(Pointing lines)
________________________

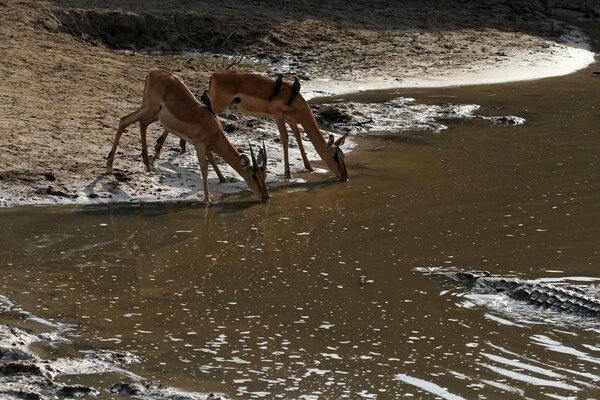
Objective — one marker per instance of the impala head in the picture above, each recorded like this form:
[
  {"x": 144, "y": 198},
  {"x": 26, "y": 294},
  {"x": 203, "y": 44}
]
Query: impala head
[
  {"x": 336, "y": 157},
  {"x": 254, "y": 172}
]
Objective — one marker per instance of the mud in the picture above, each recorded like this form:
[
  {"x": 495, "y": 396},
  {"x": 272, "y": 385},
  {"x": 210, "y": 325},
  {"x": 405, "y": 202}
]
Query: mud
[
  {"x": 72, "y": 68},
  {"x": 400, "y": 114},
  {"x": 26, "y": 375}
]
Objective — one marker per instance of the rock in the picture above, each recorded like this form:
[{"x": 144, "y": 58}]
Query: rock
[
  {"x": 131, "y": 389},
  {"x": 13, "y": 368},
  {"x": 75, "y": 391},
  {"x": 333, "y": 115}
]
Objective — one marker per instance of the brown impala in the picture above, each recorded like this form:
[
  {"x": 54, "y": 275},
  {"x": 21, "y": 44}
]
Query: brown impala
[
  {"x": 260, "y": 96},
  {"x": 167, "y": 100}
]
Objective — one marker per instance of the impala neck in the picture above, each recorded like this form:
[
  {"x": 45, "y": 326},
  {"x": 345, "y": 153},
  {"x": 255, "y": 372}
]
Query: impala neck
[
  {"x": 228, "y": 153},
  {"x": 309, "y": 123}
]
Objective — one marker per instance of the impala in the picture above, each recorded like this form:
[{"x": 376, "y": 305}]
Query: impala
[
  {"x": 168, "y": 100},
  {"x": 260, "y": 96}
]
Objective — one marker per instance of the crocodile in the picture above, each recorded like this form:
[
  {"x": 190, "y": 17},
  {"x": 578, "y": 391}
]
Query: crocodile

________________________

#### Aim:
Write out the lines from the one containing "Objective — one marker per instance of the impala in" through the end of the pointing lines, both ends included, as a JSON list of strings with one string per line and blank lines left out.

#### Final result:
[
  "Objective — one marker per instance of the impala in the picture above, each recorded like this form:",
  "[{\"x\": 376, \"y\": 305}]",
  "Query: impala",
  "[",
  "  {\"x\": 168, \"y\": 100},",
  "  {\"x\": 260, \"y\": 96}",
  "]",
  "Objective — one marker per instance of the crocodile in the picture above, each recorded like this form:",
  "[",
  "  {\"x\": 190, \"y\": 17},",
  "  {\"x\": 578, \"y\": 391}",
  "]",
  "Query: crocodile"
]